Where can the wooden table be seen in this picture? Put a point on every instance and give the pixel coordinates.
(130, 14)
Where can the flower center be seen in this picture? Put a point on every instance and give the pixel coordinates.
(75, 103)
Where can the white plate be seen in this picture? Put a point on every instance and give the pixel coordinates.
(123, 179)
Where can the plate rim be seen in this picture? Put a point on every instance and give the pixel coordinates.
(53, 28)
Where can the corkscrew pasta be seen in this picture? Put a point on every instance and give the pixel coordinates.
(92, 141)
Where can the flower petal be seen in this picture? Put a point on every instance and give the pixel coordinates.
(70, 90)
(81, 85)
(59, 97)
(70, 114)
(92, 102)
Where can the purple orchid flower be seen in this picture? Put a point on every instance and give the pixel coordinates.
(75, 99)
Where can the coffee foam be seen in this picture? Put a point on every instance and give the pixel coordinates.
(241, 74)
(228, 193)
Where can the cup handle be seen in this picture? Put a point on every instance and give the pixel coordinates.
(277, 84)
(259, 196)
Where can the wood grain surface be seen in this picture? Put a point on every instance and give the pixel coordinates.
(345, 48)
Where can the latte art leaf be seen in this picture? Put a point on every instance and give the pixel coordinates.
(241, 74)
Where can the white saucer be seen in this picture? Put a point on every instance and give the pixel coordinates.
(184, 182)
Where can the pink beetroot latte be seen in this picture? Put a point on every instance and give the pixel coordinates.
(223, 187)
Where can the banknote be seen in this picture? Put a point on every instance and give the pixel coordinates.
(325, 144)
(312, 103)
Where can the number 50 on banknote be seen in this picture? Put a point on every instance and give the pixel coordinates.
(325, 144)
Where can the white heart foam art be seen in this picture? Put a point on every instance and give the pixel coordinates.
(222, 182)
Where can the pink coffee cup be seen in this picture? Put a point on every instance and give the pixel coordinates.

================================

WRITTEN TASK: Reproduce every entry above word for word, keeping them in the same order from first to last.

CORRECT RESULT:
Where can the wooden table be seen in this picture? Put a point on every instance and give the pixel coordinates.
(130, 14)
Where can the flower center be seen in this picture? Put a point on every instance and give the pixel coordinates.
(75, 103)
Where can the white plate be seen in this picture? Put a point on every instance and give the pixel coordinates.
(123, 179)
Where can the plate rim be seen in this picture? Put a point on every instance and give the pixel coordinates.
(53, 28)
Where can the corkscrew pasta be seen in this picture? Put a point on every instance and give the pixel coordinates.
(92, 141)
Where can the flower petal be seen in this picture? Put a point on every instance and give the pixel coordinates.
(70, 90)
(81, 85)
(59, 97)
(70, 114)
(92, 102)
Where can the purple orchid flower be seen in this picture? Put a point on every instance and give the pixel coordinates.
(75, 99)
Where can the coffee foam be seen in this picture? Put a point on every instance and give the pixel coordinates.
(241, 74)
(228, 193)
Where can the cup handle be seen in this picture? Put a point on every instance and give the pixel coordinates.
(277, 84)
(259, 196)
Where can the wood grain surface be seen in this picture? Put a point on every instance and give the pixel coordinates.
(345, 48)
Where can the latte art leaf be seen in this picture? Put a point on every instance and give the pixel coordinates.
(241, 74)
Where can the white saucer be seen in this picture? Put a point on every instance and give the pixel coordinates.
(184, 182)
Where can the pink beetroot latte be seen in this picture? Put a point on every instance and give the pixel coordinates.
(223, 187)
Where can the banknote be seen in this picture? Put a point on every instance and give the pixel coordinates.
(325, 144)
(312, 103)
Where can the number 50 on banknote be seen in this picture? Put a point on every instance and give the pixel coordinates.
(325, 144)
Where can the white heart foam art be seen in this picture? Put a point on every instance and give the pixel coordinates.
(222, 182)
Where can the pink coffee cup be seen in this picture? Put a point on every instance and give the pixel coordinates.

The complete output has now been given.